_Document source_:
▼

Le sommet du Forum économique mondial de Tianjin fait la promotion des MNBC. A quand l’arrivée de ces monnaies numériques en Europe ?
Le Forum économique mondial (abrégé en WEF en anglais) se sent presque partout chez lui : à la Maison Blanche, l’Elysée, Matignon (plusieurs de nos ministres y ont participé ou en sont membres), Ottawa (Justin Trudeau et la vice-Premier-Ministre du Canada en sont membres), en Nouvelle-Zélande (Chris Hipkins, le nouveau Premier ministre, en est membre également) comme en Hollande (Mark Rutte, qui veut en finir avec le modèle productiviste et « polluant » des éleveurs locaux), à la BCE qui constitue une véritable chambre d’écho du WEF… mais également en Chine, où le meilleur accueil a été réservé à Klaus Schwab par le Premier ministre Li Qiang, avec de longues réunions de travail et poignées de mains chaleureuses devant le gratin des invités du Forum.
Car c’est à Tianjin que s’est tenue fin juin l’édition estivale du Forum économique mondial des « jeunes champions » (désormais la seconde réunion annuelle de Klaus Schwab, après celle de Davos), sous l’œil des centaines d’agences de presse et surtout des centaines de milliers de caméras implantées dans cette ville.
Surveillance permanente
Pékin en a fait installer une pour deux Chinois dans le pays. Elles sont partout, pas un angle mort dans les rues des villes, pas un hall d’immeuble ni une arrière-cour où se glisser sans être reconnu, pas un seul magasin où la liste vos achats ne soit immédiatement disséquée par les ordinateurs du Parti avant même d’être passé à la caisse (où la surveillance de votre carte de crédit prend le relai, car plus personne ne paye en liquide) !
La Chine – c’est une évidence dès que l’on sort de l’avion dans n’importe quel aéroport de l’empire du Milieu – n’est pas un modèle de démocratie. Jugement que partagent beaucoup de participants au rassemblement estival du WEF. Mais combien d’invités de Klaus Schwab ont renoncé à leur déplacement à Tianjin ?
Ils sont certainement moins nombreux que ceux qui doutent que la démocratie constitue un système d’organisation politique et social efficient : la Chine a démontré que son modèle est économiquement bien plus efficace, puisque tous ses concurrents occidentaux « démocratiques » sont en déclin.
Et, soyons réalistes, combien de pays sont-ils vraiment assez mûrs pour fonctionner comme une démocratie ?
Cela suppose une population éduquée, des dirigeants compétents et intègres, prêts à solliciter l’avis éclairé de leurs administrés, et à remettre leur mandat en jeu lorsque leur manière de gérer les affaires ne fait plus consensus.

▲

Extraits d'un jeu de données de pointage
▼

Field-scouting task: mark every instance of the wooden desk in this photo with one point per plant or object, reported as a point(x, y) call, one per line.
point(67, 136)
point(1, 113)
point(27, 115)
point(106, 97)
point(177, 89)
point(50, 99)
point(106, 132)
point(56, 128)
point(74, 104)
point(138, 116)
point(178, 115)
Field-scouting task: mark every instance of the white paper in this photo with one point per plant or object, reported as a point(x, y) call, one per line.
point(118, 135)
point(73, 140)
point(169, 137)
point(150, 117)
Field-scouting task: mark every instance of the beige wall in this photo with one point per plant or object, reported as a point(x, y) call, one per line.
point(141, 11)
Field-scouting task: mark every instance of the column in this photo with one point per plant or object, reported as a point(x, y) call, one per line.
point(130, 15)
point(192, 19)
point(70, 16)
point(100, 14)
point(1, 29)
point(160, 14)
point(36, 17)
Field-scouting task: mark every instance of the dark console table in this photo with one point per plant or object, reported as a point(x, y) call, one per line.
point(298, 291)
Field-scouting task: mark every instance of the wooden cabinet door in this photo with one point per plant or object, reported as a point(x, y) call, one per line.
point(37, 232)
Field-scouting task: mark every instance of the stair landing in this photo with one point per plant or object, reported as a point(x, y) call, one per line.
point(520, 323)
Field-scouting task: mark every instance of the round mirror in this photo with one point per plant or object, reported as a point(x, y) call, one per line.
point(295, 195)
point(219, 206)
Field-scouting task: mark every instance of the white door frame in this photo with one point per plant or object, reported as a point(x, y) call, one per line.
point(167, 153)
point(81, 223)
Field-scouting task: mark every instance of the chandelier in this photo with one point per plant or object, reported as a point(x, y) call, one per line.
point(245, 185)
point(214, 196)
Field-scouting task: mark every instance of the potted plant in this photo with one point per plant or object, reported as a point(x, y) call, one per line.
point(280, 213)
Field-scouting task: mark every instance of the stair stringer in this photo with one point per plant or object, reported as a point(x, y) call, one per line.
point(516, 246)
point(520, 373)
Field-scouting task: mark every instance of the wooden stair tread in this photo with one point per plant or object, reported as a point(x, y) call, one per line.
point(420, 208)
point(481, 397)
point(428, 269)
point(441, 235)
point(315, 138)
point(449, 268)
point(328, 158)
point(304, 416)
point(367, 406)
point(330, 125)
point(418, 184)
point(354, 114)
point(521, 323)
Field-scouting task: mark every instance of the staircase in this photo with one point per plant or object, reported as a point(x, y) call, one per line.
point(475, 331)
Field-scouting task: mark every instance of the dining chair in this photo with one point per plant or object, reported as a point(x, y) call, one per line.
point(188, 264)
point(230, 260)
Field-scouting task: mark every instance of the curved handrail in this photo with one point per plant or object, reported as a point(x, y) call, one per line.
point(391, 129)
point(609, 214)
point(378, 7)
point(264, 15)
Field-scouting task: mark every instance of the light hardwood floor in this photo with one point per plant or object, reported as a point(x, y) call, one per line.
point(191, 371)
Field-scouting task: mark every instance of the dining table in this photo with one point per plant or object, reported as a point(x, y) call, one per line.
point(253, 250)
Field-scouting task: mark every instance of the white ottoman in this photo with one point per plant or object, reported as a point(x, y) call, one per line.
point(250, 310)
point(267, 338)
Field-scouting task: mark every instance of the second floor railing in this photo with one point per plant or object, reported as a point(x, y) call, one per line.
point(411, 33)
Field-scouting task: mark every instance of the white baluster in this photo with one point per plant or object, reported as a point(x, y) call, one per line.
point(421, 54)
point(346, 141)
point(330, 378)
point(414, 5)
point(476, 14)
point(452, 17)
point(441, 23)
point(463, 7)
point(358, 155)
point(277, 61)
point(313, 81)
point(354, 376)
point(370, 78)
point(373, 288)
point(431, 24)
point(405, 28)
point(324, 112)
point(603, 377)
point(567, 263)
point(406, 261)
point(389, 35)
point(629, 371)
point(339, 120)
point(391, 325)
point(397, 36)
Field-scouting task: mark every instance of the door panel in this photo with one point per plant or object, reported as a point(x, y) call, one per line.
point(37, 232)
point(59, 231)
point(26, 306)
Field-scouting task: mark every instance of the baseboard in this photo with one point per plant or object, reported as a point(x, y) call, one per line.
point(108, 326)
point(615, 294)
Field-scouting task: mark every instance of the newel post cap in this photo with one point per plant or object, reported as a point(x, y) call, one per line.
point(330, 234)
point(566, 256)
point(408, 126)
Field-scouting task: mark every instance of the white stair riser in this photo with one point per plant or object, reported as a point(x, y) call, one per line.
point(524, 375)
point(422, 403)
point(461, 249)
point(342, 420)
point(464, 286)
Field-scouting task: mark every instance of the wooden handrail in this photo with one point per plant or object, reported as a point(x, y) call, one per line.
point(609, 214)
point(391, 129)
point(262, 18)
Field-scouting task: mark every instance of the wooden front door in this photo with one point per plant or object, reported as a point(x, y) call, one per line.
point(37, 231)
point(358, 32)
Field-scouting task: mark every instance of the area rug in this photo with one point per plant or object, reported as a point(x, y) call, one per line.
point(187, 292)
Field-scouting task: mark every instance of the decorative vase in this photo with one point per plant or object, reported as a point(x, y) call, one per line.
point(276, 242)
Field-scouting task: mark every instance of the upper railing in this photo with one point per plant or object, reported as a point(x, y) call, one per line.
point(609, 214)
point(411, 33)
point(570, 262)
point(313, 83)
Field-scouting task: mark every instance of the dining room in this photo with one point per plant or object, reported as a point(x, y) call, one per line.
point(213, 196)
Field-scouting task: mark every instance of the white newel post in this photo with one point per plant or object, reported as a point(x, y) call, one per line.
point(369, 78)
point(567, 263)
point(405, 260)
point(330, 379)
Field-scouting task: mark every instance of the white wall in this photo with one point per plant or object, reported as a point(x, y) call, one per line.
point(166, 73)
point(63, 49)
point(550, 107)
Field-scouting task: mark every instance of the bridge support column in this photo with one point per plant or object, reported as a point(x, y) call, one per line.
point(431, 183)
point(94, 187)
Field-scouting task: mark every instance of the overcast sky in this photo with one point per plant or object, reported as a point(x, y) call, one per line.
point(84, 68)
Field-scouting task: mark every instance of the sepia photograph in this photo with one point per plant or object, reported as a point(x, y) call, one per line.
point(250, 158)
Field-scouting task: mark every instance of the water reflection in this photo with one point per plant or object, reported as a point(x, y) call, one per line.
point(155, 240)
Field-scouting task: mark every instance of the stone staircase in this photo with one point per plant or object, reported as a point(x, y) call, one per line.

▲

_Travail à faire_:
(a) Dressez la liste des lieux et institutions où, d'après le texte sur le Forum économique mondial, ce forum se sent chez lui.
(b) Selon le texte sur le Forum économique mondial, combien de caméras Pékin a-t-il fait installer par rapport au nombre de Chinois ?
(c) Prolongez le texte sur le Forum économique mondial en reprenant après sa dernière phrase.
Les items proviennent d'une autre source que le texte.

_Réponses aux tâches_:
(a) La Maison Blanche, l'Elysée, Matignon, Ottawa, la Nouvelle-Zélande, la Hollande, la BCE et la Chine.

(b) Une caméra pour deux Chinois.

(c)
Parmi les critères cruciaux qui permettent de distinguer au premier coup d’œil une démocratie d’un régime illibéral ou d’une dictature, il y a la liberté de circuler, la liberté de la presse, la liberté d’entreprendre (sans verser des pots de vins et des bakchich), la liberté de s’associer – y compris pour critiquer le pouvoir –, puis la liberté de disposer de son argent comme bon nous semble.
Des restrictions plébiscitées
Aucune de ces libertés n’existe pleinement en Chine : ce sont des libertés au minimum encadrées et le plus souvent restreintes… mais la liberté de dépenser – une des dernières qui subsistait encore lors des Jeux olympiques de Pékin en 2008 – témoigne d’un sort un peu particulier : les consommateurs chinois y ont progressivement renoncé d’eux-mêmes, dans une quasi allégresse.
Ils ont adopté l’usage du paiement numérique dès les années 2010, et, désormais, plus de deux tiers des commandes sur internet se font par smartphone ou tablette, un tiers via un ordinateur.
Chaque téléphone portable doit être équipé d’un logiciel espion (qualifié « d’assistant ») qui permet de connaître le contenu du moindre SMS et la nature de chaque dépense réalisée sans cash via une application de paiement sans contact ou à distance.
Pire encore, une sonnerie spéciale retentit sur votre smartphone quand une personne punie d’un faible « crédit social » cherche à vous joindre, vous avertissant que toute forme d’assistance lui permettant de contourner les sanctions qui lui sont imposées abaissera votre propre crédit social.
Une aide pécuniaire (virement bancaire), l’achat d’un billet de train ou d’avion pour le compte d’un tiers est particulièrement prohibé.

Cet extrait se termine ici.